:: Exercise text ::

Collingwood brewers team up on a fresh & zippy beer to stimulate flagging sales.
On March 17th, the coronavirus pandemic shuttered bars and restaurants, including Black Bellows, a newly opened brewpub in Collingwood, Ontario. At the same time, The Collingwood Brewery, an established commercial brewery, saw bar sales, which accounted for 30 to 35 per cent of their revenue, cancelled overnight.
Rapid switch to online sales & local delivery
Two brewers were suddenly left with a puzzle, the answer to which would influence the survival of their businesses. “The obvious answer for us was to push our retail store sales and to ship across the province from our online store,” comments Chris Freeman, Head Brewer and Partner at The Collingwood Brewery. Peter Braul, Head Brewer and Partner at Black Bellows, came to a similar conclusion.
The two quickly hatched a plan for a so-called ‘COVID Collaboration’. “We wanted to produce a unique beer that you could only get at the brewery,” explains Freeman. “Our beers sell at the LCBO as well as at our respective establishments, so we wanted a compelling reason to shop with us directly as well as at the LCBO.”
A witbier made with 200 kg of key limes
The answer was Lil’ Zippy, a Belgian-inspired witbier that is anything but traditional. “Back before our brewery was open, we brewed the first production batches of our flagship witbier with Chris at The Collingwood Brewery,” recalls Braul. “It seemed like it would be fun to revisit those first brews now.”
Witbier is traditionally made with a Belgian strain of yeast that lends a fruity, spicy and phenolic taste to the beer. Witbiers are traditionally brewed with orange peel and coriander—Hoegaarden and Belgian Moon are well-known examples.
What Freeman and Braul landed on what something that neither of them had ever heard of before—a Belgian witbier made with key limes. Lots and lots of them, 200 kilograms of purée to be exact. “It puts a pucker on your face, that’s for sure,” says Braul. “For this beer we ventured into unknown territory together, as neither of us had produced a similar beer in the past. Collaborations like this are why we love being craft brewers. It really gets at the essence of our mission, which is to experiment, be creative, and to continuously improve.”
A tart witbier rather than a ‘sour’ in style (its acidity is produced by citrus rather than lactic acid bacteria), Lil’ Zippy’s lime purée goes in after the initial fermentation. The few sugars in the lime purée are fermented out by the Belgian yeast before it goes into the bright tank, which makes for a nice, dry beer. Lil’ Zippy is brewed with coriander, which is traditional for a witbier, but lacks orange peel, the other traditional ingredient. It also contains a lot of unmalted wheat, which is unsprouted, raw wheat. This gives the beer a hazy appearance and a silky-smooth, slightly doughy flavour. At just 4 per cent alcohol by volume, the beer is super light and dry.

:::

Exercise 1: List every ingredient that the Collingwood beer article says goes into Lil' Zippy.
Exercise 2: Summarize the Collingwood beer article in two sentences.

:: Data section ::

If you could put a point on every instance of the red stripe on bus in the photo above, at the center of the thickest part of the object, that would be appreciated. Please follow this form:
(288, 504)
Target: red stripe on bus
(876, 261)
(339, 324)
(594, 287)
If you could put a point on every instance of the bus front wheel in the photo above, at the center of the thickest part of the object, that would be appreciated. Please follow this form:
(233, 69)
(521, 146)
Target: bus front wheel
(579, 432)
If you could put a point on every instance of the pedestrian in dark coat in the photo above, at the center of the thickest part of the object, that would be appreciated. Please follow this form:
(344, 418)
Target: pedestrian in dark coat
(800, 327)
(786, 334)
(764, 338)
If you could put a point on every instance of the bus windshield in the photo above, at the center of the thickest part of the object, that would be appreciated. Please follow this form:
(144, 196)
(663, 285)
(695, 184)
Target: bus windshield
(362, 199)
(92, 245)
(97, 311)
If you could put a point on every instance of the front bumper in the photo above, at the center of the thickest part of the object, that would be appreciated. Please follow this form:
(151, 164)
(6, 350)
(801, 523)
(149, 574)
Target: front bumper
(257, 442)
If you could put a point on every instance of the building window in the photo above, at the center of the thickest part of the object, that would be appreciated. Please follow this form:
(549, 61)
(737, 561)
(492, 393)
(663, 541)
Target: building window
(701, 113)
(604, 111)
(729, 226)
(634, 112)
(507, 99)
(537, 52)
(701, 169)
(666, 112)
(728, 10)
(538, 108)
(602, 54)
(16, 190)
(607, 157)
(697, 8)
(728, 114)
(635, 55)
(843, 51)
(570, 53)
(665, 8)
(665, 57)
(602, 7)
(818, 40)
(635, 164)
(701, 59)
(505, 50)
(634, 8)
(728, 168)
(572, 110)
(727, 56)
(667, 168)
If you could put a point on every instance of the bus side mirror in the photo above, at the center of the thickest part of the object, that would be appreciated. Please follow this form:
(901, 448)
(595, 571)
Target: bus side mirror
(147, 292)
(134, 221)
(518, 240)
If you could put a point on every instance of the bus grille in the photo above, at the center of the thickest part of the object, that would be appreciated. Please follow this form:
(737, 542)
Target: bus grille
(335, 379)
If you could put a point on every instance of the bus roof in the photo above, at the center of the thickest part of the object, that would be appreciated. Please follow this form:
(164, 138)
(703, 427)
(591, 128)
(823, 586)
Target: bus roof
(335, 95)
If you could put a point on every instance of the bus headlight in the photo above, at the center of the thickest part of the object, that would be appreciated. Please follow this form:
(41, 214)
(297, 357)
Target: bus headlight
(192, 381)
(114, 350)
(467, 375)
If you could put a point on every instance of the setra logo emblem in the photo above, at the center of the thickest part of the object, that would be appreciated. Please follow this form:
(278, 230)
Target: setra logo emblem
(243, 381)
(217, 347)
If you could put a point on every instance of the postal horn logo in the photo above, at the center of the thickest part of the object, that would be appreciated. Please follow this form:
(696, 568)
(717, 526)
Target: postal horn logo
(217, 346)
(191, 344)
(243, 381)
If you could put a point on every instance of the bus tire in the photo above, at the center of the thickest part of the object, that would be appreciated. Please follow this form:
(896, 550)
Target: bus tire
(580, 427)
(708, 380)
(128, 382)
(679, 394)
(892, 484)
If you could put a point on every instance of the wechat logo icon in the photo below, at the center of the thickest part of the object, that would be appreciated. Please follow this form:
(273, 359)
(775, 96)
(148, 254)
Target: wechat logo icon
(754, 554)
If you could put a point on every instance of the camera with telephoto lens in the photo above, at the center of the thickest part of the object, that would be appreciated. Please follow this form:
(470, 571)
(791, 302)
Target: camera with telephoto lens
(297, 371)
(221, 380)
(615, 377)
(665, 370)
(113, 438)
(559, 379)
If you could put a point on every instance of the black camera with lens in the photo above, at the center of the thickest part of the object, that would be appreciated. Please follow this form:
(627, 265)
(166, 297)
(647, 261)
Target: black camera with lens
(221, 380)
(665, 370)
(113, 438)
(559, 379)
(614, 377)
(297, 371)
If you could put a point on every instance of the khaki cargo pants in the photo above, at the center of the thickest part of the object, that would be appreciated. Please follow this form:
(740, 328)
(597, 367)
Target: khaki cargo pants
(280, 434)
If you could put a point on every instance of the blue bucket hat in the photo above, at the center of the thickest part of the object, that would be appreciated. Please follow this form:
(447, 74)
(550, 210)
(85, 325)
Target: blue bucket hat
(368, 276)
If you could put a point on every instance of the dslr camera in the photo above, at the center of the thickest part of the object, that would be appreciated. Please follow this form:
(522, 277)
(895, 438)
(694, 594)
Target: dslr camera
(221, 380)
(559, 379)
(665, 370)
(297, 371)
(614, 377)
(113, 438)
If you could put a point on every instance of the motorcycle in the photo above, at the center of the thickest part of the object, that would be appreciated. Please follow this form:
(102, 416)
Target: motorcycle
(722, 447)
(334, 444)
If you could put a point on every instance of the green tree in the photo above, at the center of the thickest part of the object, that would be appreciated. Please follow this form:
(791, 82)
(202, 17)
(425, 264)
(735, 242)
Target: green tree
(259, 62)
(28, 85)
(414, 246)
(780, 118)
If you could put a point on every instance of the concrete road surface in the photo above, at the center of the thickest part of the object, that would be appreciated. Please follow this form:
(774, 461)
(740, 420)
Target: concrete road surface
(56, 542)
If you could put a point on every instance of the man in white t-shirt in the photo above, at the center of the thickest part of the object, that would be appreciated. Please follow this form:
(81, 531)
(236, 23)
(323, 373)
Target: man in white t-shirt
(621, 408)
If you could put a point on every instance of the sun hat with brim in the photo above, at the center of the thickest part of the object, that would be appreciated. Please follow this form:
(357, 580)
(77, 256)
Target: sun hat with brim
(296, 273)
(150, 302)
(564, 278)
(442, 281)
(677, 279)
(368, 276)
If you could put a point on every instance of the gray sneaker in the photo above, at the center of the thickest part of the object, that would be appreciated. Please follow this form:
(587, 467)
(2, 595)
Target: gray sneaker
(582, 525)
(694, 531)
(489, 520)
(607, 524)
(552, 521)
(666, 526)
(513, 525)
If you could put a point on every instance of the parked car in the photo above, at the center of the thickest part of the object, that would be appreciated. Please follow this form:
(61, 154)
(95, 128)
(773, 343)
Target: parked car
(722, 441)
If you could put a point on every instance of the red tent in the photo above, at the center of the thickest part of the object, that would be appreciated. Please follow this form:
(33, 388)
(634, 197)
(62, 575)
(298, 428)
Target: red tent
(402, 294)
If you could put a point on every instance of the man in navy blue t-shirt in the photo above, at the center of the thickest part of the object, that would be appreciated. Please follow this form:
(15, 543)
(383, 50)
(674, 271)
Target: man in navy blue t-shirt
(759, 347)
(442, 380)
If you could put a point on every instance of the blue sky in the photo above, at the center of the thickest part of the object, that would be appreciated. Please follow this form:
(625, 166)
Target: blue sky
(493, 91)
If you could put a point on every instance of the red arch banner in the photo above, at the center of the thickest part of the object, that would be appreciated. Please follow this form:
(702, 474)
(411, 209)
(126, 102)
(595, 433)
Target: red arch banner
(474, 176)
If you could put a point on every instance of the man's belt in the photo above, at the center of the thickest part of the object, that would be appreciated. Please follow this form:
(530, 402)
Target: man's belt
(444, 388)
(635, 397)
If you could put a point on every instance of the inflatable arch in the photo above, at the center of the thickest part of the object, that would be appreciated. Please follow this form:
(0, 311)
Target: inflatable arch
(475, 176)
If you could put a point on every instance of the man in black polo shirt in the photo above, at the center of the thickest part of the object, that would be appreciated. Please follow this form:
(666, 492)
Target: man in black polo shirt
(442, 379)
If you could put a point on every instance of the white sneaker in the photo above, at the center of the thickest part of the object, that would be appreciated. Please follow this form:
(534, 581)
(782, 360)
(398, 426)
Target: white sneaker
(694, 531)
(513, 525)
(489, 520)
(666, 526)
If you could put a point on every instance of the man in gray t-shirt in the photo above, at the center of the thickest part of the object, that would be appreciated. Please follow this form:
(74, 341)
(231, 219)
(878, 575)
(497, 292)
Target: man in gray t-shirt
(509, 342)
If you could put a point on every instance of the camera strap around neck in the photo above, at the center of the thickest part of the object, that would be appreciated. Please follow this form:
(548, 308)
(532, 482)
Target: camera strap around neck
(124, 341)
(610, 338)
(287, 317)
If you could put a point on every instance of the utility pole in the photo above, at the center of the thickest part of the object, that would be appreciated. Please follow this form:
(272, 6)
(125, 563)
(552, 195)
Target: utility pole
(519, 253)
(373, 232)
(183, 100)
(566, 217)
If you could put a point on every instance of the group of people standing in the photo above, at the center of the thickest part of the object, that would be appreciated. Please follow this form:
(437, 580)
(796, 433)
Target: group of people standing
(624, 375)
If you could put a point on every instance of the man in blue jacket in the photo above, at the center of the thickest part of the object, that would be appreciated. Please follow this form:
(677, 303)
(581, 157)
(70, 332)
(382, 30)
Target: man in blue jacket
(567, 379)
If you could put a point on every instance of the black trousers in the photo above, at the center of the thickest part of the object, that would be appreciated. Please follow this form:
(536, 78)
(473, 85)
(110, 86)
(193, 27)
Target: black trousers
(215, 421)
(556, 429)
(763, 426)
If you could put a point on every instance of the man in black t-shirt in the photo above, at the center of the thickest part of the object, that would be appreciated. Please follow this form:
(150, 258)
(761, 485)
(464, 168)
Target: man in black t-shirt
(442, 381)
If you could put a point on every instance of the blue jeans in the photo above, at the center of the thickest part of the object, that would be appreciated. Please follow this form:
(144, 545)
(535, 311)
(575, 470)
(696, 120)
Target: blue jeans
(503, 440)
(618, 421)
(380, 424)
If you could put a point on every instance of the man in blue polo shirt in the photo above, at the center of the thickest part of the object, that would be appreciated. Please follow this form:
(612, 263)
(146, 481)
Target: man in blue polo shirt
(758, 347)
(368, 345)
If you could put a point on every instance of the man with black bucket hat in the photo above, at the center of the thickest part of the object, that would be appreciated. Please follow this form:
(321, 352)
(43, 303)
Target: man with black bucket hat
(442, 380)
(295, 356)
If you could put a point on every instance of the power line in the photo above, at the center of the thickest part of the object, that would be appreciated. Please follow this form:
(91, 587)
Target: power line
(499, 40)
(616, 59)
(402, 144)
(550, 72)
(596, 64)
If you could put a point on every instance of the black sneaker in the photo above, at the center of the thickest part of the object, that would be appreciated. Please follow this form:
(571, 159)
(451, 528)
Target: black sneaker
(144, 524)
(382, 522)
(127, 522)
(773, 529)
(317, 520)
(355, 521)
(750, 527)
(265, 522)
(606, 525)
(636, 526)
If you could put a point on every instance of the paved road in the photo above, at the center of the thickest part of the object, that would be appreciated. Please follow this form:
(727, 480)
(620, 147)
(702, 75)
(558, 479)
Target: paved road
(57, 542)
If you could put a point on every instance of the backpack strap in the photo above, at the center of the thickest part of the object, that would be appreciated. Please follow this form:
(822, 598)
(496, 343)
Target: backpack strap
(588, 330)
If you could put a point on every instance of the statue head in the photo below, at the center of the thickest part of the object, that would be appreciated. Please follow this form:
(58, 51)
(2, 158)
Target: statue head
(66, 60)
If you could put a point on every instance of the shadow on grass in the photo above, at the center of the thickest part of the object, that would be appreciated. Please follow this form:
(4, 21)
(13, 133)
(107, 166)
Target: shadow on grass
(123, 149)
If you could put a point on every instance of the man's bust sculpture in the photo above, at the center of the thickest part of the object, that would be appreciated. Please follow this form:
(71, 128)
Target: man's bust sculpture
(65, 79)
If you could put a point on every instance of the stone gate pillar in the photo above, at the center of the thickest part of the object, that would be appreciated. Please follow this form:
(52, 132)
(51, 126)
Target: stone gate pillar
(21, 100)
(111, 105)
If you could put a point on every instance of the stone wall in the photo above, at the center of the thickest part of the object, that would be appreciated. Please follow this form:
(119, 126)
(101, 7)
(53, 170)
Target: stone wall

:::

Response 1:
Key lime purée (200 kilograms)
Coriander
Unmalted wheat
Belgian yeast

Response 2: After the coronavirus pandemic shut bars and restaurants on March 17th, Black Bellows and The Collingwood Brewery collaborated on a unique beer sold only at the brewery, to give customers a reason to buy from them directly. The result was Lil' Zippy, a tart, dry Belgian-inspired witbier made with 200 kilograms of key lime purée, coriander, and unmalted wheat, at 4 per cent alcohol by volume.